# Dados a processar
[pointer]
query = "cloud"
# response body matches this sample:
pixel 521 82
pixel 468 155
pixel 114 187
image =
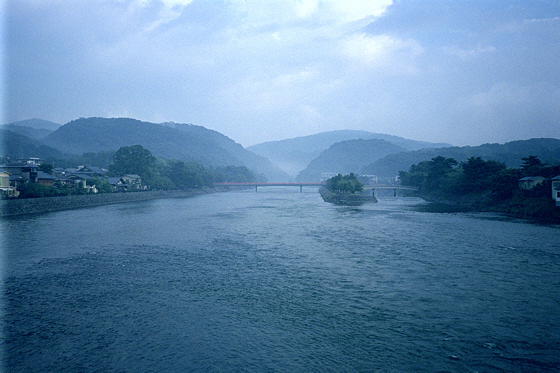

# Instrução
Transcreva todas as linhas do material acima sem alterar nada, mas deixe as imagens de fora.

# Resposta escrita
[pointer]
query = "cloud"
# response body matches this sample:
pixel 521 82
pixel 468 155
pixel 114 187
image =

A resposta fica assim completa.